(Location identification entries)
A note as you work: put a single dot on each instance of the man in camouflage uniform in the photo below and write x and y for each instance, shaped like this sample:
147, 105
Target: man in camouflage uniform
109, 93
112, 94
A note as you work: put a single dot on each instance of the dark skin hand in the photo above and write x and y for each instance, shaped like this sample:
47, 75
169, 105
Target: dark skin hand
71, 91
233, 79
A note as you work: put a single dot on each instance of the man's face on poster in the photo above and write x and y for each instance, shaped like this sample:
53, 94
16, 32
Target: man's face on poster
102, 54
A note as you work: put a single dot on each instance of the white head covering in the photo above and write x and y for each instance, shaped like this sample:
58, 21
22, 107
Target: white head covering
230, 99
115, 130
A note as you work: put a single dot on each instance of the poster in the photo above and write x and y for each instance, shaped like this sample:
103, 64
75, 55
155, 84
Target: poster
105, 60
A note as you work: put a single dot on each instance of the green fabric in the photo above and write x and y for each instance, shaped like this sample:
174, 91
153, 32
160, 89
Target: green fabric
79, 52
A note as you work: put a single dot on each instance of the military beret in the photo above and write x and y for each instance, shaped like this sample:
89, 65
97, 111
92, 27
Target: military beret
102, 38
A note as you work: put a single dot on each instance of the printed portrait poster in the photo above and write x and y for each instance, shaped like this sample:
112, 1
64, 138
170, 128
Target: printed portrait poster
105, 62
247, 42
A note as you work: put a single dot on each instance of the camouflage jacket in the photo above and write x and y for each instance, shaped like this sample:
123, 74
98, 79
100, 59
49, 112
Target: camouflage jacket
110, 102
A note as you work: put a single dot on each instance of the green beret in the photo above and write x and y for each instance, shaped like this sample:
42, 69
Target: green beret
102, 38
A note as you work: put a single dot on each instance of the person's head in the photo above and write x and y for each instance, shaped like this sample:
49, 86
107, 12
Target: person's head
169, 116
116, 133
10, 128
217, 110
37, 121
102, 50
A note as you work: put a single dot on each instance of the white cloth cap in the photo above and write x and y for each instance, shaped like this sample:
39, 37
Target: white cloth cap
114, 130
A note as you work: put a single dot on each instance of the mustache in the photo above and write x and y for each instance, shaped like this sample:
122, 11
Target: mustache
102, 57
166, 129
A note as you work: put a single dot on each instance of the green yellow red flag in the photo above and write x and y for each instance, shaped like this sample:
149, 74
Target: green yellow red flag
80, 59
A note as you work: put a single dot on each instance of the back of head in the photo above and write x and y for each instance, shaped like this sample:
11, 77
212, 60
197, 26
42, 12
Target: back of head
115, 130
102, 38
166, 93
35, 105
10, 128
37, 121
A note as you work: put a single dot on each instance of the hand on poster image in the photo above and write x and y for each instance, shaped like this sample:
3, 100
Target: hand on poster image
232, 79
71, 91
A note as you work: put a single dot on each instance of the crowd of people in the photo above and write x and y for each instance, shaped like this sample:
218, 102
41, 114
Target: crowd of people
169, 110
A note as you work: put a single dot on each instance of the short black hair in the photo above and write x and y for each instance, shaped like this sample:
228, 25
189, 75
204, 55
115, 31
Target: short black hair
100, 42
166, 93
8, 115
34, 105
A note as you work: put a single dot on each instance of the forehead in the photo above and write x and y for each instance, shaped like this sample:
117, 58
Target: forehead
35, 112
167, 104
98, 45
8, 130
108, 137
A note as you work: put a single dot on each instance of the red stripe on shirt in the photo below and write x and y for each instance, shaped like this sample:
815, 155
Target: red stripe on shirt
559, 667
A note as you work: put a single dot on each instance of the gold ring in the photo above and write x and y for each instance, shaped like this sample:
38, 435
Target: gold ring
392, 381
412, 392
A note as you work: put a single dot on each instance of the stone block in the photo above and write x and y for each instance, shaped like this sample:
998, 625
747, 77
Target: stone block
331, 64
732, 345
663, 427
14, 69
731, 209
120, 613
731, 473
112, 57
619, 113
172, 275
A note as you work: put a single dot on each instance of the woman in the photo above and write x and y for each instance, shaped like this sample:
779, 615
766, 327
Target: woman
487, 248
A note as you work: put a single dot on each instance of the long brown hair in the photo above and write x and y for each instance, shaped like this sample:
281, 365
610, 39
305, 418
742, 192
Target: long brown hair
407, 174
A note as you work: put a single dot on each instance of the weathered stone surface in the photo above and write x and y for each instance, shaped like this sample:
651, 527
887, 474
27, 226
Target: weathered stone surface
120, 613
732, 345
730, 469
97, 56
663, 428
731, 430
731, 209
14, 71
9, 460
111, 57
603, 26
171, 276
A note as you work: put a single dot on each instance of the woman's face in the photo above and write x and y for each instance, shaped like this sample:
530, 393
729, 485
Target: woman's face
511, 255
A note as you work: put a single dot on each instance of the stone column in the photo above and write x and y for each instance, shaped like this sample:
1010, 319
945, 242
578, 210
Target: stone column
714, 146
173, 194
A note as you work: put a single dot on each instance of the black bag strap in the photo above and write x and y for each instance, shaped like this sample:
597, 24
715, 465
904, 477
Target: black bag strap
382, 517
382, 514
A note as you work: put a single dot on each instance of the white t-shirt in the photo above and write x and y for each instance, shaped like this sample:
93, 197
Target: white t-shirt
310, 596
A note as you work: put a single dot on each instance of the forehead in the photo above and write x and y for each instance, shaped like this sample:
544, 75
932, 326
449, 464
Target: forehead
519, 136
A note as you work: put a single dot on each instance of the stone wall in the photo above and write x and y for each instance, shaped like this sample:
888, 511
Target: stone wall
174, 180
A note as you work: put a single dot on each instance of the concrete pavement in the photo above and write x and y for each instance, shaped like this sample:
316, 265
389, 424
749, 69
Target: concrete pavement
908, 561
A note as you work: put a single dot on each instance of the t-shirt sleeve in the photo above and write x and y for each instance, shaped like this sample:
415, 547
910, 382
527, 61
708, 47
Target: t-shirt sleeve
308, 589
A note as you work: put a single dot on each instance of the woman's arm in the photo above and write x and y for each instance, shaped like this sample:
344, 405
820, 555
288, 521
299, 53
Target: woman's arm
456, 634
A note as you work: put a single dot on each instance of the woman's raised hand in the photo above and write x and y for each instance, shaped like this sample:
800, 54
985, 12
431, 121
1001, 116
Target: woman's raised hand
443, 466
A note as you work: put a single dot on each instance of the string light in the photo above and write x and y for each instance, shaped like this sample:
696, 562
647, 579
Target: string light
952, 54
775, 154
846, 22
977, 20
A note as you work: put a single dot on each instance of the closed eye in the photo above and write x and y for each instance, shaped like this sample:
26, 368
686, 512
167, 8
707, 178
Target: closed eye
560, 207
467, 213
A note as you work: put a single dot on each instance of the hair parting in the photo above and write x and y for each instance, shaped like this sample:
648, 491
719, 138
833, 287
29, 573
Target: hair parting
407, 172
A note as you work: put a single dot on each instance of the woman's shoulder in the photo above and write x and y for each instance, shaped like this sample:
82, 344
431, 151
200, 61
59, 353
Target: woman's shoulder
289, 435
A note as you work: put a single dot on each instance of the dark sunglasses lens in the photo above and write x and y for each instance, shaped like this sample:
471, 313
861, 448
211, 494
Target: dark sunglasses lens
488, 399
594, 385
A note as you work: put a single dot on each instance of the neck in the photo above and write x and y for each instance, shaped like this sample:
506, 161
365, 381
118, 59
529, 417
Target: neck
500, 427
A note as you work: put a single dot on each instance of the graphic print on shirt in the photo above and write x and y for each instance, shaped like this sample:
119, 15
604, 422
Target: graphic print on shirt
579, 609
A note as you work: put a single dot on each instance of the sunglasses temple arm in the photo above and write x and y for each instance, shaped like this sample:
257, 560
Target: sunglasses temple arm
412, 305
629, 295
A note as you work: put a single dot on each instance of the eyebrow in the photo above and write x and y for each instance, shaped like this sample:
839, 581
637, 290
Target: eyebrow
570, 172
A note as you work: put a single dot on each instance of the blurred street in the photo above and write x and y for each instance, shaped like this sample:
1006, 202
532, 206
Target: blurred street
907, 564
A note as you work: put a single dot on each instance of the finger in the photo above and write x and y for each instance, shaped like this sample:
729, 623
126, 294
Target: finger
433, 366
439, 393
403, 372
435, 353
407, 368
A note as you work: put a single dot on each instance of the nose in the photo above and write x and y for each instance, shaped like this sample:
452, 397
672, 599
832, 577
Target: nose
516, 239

Requirements: Repeat exactly, and only, the lines from the one containing "of the eyebrow" through the end of the material.

Answer to this exercise:
A note as you work: put a single dot on each instance of the eyebrow in the photo above and write x and y for each instance, shaped like this sample:
839, 581
637, 290
Target: eyebrow
570, 172
A note as you work: put a single dot on each instance of the blurred street in the photo above and write x and y for each instance, shaped like this sample:
1006, 202
532, 206
Target: blurred street
907, 564
A note as you work: put a single dot on each instance of the finger in the photo above and write x and y for each instance, shaped like this sample:
729, 623
126, 294
Target: finger
433, 366
439, 393
403, 372
435, 353
407, 368
A note as you work: put a single dot on each instance of the nose in the photo above and write x and y for each instance, shaped like this sample:
452, 397
672, 599
832, 577
Target: nose
516, 239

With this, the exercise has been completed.